[begin Provided data]

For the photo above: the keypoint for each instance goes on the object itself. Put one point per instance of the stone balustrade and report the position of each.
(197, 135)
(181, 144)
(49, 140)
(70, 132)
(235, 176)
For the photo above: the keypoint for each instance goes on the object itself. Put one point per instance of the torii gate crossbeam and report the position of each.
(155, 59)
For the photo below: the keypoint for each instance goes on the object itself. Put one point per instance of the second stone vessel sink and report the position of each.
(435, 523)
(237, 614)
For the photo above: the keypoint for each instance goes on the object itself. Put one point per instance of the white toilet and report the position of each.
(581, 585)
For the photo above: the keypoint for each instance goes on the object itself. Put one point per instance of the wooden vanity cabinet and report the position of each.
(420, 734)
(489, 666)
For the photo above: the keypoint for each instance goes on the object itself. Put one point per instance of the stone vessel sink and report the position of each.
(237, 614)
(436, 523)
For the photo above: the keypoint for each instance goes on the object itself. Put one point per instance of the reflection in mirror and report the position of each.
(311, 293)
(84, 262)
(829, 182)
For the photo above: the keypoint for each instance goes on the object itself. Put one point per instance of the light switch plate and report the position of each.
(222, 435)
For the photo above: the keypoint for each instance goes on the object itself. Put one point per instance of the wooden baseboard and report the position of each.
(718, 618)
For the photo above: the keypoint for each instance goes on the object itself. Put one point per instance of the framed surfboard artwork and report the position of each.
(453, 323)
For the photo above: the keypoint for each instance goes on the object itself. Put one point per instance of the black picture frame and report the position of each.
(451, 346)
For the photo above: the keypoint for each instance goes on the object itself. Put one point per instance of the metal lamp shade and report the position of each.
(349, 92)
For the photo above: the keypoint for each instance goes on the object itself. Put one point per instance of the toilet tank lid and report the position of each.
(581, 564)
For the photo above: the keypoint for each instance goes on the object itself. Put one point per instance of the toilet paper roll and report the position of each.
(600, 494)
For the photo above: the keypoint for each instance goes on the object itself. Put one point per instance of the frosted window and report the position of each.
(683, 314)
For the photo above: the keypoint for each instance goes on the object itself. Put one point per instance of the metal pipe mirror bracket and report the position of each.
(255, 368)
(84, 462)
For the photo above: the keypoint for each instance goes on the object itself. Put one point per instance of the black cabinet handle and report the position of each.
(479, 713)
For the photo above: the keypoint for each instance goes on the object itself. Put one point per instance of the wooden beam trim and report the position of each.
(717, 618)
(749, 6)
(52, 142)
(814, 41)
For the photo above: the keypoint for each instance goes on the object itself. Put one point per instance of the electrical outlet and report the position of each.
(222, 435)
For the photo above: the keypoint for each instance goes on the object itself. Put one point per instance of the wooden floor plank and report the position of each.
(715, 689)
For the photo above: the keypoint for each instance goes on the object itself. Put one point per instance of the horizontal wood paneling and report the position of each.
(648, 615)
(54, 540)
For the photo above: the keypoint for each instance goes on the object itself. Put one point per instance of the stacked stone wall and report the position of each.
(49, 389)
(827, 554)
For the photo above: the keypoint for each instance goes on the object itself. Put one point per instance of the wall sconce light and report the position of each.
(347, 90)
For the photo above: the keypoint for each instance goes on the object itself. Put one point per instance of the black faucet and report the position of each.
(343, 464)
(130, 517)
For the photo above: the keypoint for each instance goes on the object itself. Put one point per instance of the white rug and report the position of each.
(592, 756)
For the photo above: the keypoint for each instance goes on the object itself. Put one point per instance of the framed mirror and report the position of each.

[end Provided data]

--- Objective ---
Rewrite the records from the line containing "light and report the position of each." through the end of the records, changing "white rug" to "gray rug" and leaving everything else as it is. Give only those lines.

--- Exercise output ---
For the photo above: the keypoint for each instance goes on the object itself. Put one point per instance of the wall sconce light and report the position of each.
(347, 90)
For the photo above: the keypoint for each instance goes on the object itself. Put one point per instance of the black faucet and report the position of each.
(343, 464)
(130, 517)
For the photo above: the keypoint for each instance goes on the object itself. Put one point per instance of the gray rug and report the position of each.
(592, 756)
For the photo above: the keypoint for each instance goes on the object itself. Put one point per instance of the framed mirror and report the position of each.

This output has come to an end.